WHAT TO PRODUCE
Reproduce the entries below word for word, starting at the line that contains "Each instance of the flower" and ending at the final line of the entries, with both ends included. Omit the pictures from your copy.

## Start

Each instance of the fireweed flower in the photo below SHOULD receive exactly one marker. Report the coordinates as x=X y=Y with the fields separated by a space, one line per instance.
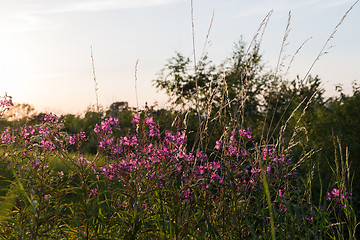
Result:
x=218 y=144
x=150 y=122
x=48 y=145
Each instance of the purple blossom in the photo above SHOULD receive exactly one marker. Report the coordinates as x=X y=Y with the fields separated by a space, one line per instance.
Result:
x=48 y=145
x=150 y=122
x=218 y=144
x=135 y=120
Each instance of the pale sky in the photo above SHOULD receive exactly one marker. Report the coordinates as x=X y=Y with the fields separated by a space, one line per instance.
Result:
x=45 y=44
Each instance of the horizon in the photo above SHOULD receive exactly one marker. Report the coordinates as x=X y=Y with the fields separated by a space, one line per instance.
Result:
x=46 y=59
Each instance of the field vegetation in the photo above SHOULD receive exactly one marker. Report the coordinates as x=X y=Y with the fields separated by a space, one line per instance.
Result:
x=243 y=154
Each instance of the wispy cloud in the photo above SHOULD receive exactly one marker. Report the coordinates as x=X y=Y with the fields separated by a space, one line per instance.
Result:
x=263 y=7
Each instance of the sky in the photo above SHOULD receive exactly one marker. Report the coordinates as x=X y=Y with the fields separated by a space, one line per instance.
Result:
x=45 y=45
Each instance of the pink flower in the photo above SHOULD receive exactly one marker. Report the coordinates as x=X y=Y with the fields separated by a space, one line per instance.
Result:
x=218 y=144
x=335 y=192
x=135 y=120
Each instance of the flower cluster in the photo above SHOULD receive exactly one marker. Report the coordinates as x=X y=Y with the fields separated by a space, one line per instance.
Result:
x=5 y=103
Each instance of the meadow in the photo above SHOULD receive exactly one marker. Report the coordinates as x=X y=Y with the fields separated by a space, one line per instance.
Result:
x=236 y=158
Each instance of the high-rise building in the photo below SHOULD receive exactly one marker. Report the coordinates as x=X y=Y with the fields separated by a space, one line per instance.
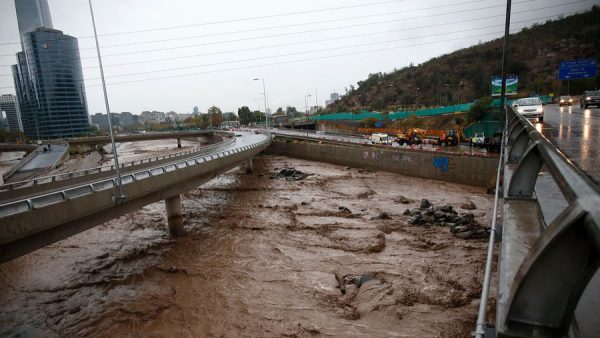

## End

THE REPLY
Each instance of the flower cluster in the photo above SHOULD receive exactly one marker. Report the coordinates as x=X y=Y with the fields separated by a space, one line per instance.
Result:
x=5 y=103
Each instance of the meadow in the photo above SHOULD receive exactly one marker. Report the coordinates as x=X y=Y with the fields separated by a space, one line per instance.
Result:
x=236 y=158
Each instance of the high-rise building in the photo below SHOULD receive exactly one marker. Report the coordinates as x=X y=Y with the fields separated by a space, one line per instance.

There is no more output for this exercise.